__Texte de la page__.

+---+

Spécialiste de géographie urbaine, professeur d’études urbaines à l’École normale supérieure de Lyon, Michel Lussault travaille sur la relation des individus à leurs espaces de vie. Après avoir été président du Conseil supérieur des programmes de l’Éducation nationale et directeur de l’Institut de l’Éducation, il dirige depuis 2017 l’École urbaine de Lyon. Son dernier ouvrage Hyper-lieux (Seuil, 2017) porte sur l’uniformisation du monde et les résistances qui se créent face à l’homogénéisation de nos sociétés.

10 principaux enseignements de géo virale

1. Nos vies sociales d'humains sont entrelacées avec toutes les autres formes de vie, notamment animales, avec lesquelles nous sommes contraints de composer. Qu'on le veuille ou non, il va nous falloir faire avec.

2. D'une puissance géopolitique inouïe, le virus travaille le monde : fermeture des frontières, confinements, mobilités aériennes interrompues, économie à la ramasse. Tout est désormais inter-relié, plus rien n'est insignifiant. Un organisme minuscule mais un méga-opérateur.

3. Le virus prospère là où les concentrations humaines et urbaines sont les plus fortes. Le virus joue de l'hyper-spatialité du monde contemporain. C'est elle qui a assuré le succès du virus.

+---+

__Jeu de données__.
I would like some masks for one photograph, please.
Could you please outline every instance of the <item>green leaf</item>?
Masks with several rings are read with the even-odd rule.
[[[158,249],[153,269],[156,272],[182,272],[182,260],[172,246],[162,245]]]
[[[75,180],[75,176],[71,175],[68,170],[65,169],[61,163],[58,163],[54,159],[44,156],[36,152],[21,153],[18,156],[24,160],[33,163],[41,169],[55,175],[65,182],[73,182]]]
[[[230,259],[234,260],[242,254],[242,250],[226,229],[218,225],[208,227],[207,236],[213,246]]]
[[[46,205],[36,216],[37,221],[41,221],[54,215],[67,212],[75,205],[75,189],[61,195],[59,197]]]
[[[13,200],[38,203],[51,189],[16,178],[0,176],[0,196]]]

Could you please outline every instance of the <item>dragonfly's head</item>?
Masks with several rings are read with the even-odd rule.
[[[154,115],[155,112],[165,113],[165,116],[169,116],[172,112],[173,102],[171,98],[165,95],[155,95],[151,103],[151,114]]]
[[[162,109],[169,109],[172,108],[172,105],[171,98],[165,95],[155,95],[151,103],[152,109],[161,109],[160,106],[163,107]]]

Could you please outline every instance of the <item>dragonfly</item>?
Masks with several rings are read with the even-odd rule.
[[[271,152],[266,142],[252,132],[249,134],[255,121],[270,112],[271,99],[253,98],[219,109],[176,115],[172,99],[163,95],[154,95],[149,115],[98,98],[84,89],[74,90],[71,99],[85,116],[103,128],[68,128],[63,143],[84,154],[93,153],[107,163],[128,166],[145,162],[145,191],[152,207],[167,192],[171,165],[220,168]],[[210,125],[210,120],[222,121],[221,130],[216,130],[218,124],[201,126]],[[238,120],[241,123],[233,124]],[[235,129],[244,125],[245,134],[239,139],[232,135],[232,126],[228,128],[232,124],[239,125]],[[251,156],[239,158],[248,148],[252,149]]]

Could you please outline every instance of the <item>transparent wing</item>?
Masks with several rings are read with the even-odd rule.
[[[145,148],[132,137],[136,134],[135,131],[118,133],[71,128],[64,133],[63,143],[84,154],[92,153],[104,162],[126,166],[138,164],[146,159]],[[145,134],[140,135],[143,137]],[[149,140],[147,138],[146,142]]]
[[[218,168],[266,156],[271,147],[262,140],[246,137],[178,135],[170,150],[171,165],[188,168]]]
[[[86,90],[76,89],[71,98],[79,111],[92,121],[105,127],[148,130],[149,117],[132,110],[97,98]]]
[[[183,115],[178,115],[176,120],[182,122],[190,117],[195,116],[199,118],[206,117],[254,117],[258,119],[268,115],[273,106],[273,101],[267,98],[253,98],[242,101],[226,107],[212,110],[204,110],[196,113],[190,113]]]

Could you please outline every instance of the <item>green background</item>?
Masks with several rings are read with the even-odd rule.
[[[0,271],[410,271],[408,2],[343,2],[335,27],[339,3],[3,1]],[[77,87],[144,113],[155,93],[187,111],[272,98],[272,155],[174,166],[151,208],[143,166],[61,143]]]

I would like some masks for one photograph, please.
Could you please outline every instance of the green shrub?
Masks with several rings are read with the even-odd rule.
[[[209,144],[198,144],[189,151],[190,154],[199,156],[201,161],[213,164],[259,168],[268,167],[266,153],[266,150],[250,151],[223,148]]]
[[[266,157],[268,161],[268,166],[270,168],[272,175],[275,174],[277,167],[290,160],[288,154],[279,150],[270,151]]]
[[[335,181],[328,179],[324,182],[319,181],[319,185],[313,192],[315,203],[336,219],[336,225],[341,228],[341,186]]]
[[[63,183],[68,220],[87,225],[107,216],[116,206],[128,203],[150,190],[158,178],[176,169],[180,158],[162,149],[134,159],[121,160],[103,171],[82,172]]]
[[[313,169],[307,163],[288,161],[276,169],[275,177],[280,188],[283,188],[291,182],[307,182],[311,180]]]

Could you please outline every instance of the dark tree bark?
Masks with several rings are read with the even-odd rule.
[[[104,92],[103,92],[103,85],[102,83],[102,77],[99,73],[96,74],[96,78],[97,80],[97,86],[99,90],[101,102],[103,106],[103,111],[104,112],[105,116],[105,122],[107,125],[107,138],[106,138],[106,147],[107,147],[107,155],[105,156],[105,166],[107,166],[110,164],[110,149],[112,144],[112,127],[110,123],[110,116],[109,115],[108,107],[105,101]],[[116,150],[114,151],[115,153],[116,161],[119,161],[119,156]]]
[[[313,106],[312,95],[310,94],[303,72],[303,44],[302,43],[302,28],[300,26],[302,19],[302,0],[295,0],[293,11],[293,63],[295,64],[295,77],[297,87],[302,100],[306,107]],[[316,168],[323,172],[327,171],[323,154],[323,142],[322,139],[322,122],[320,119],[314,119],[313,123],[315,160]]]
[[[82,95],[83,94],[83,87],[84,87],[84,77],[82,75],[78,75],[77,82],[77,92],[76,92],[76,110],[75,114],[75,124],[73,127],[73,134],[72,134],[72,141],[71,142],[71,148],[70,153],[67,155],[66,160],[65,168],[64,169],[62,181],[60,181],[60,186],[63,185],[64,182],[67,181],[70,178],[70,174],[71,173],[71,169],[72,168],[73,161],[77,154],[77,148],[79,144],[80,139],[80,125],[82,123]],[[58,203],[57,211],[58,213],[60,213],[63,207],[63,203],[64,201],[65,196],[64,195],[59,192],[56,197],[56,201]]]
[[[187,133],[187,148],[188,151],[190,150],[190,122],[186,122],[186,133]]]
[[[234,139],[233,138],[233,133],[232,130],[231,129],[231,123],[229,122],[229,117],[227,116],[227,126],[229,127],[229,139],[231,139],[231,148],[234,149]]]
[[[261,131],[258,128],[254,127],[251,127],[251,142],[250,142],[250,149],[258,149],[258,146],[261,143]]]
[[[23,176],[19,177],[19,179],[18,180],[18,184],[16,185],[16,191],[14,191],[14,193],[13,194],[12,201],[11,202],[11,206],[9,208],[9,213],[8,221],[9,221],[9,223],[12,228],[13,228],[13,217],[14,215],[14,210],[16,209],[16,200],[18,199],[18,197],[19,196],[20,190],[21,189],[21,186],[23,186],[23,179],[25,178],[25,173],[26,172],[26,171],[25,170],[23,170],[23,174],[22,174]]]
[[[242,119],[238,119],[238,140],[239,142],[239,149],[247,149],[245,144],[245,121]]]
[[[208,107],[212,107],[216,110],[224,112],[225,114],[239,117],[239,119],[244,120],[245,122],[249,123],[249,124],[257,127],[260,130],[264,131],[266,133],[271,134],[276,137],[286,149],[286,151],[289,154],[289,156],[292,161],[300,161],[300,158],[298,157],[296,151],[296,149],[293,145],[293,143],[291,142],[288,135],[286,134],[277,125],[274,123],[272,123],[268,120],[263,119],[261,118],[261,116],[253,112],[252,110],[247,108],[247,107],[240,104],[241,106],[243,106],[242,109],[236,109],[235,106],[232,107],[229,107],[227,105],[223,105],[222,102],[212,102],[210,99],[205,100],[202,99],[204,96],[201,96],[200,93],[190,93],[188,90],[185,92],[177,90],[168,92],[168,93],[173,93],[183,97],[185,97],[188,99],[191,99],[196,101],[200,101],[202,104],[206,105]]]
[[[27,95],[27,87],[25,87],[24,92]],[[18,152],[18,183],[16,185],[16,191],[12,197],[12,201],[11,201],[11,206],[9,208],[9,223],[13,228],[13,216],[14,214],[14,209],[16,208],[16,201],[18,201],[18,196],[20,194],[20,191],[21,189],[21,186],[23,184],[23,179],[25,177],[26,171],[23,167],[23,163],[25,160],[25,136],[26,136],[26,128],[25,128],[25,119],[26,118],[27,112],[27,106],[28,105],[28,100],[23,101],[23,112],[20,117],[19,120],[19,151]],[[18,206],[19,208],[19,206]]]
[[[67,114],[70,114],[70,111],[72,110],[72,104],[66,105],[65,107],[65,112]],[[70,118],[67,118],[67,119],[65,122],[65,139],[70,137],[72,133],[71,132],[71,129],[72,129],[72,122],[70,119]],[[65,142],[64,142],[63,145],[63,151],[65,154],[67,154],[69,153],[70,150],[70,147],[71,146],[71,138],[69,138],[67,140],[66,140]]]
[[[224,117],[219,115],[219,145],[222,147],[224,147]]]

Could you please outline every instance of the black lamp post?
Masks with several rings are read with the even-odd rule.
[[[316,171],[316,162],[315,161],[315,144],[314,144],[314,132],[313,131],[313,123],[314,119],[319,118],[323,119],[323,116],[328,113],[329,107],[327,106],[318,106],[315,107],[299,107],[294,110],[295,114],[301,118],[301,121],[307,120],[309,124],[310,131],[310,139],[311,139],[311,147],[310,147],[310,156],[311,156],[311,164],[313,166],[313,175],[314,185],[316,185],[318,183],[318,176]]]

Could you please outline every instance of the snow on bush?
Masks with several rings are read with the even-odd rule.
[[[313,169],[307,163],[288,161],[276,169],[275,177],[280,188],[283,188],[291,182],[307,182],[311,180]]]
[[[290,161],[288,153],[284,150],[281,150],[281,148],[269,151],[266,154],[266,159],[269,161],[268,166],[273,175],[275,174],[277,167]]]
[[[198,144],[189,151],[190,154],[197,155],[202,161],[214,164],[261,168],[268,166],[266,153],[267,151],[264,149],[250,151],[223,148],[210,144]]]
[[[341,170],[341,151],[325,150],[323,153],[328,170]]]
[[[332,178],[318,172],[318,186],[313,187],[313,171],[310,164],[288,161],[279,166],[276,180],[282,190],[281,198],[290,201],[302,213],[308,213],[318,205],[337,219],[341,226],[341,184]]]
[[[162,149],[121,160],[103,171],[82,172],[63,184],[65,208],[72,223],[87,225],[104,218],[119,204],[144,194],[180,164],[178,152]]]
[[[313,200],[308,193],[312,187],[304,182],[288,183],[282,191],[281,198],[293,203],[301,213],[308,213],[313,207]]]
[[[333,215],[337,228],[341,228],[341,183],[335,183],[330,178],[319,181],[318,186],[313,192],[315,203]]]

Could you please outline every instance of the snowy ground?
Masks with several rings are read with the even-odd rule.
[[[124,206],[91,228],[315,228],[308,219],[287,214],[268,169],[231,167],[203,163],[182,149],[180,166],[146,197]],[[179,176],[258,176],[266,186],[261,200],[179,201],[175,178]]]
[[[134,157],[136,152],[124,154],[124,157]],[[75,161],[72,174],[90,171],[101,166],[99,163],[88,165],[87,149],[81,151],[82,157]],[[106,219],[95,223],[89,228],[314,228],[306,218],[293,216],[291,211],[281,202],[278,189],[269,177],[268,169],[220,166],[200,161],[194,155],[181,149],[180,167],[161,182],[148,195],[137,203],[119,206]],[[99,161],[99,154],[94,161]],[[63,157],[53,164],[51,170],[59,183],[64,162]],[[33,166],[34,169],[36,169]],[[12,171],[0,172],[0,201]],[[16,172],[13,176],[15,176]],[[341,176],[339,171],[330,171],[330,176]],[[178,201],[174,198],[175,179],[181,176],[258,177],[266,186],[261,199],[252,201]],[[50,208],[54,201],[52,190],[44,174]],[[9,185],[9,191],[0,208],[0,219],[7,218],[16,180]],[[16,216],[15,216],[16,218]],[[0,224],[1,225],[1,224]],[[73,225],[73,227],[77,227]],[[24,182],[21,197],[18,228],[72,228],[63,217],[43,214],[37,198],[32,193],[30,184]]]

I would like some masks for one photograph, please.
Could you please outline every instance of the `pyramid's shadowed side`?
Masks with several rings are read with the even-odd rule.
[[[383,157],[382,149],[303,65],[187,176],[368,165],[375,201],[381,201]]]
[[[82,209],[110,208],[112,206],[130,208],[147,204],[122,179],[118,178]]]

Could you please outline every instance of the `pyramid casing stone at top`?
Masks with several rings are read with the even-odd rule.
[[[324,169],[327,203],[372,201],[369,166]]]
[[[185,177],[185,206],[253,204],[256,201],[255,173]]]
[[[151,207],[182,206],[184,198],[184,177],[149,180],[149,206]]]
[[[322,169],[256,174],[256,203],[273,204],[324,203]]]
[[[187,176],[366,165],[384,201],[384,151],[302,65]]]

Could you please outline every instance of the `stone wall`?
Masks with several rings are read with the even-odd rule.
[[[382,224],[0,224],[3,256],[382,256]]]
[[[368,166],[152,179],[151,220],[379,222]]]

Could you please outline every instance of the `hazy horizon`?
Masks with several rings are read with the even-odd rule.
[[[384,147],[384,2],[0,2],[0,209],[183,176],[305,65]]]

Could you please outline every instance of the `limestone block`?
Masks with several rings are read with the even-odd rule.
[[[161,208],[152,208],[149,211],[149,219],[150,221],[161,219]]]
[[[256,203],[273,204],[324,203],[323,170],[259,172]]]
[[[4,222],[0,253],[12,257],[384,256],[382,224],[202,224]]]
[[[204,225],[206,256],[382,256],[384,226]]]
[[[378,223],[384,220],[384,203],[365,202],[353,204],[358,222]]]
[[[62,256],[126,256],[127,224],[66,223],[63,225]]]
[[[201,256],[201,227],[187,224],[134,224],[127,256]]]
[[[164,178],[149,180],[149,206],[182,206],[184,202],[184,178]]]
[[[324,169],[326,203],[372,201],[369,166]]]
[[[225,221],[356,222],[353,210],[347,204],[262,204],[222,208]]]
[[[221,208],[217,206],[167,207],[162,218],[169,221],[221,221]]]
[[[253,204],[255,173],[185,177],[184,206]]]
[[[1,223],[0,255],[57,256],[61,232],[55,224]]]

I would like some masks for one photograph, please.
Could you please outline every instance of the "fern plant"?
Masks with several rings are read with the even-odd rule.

+---+

__Tâches à faire__.
1. D'après le texte de la page, répondez à ces trois questions :
(a) Depuis quelle année Michel Lussault dirige-t-il l'École urbaine de Lyon ?
(b) Chez quel éditeur est paru Hyper-lieux ?
(c) Selon le point 3, où le virus prospère-t-il ?
2. Dans le texte de la page, le point 2 montre comment le virus travaille le monde. Listez tous les effets qu'il cite.
3. Recopiez fidèlement le passage du texte de la page allant de « 2. D'une puissance » jusqu'à « mais un méga-opérateur. ».

__Réponses successives__.
1.
(a) Depuis 2017.
(b) Au Seuil.
(c) Là où les concentrations humaines et urbaines sont les plus fortes.

2.
- fermeture des frontières
- confinements
- mobilités aériennes interrompues
- économie à la ramasse

3.
2. D'une puissance géopolitique inouïe, le virus travaille le monde : fermeture des frontières, confinements, mobilités aériennes interrompues, économie à la ramasse. Tout est désormais inter-relié, plus rien n'est insignifiant. Un organisme minuscule mais un méga-opérateur.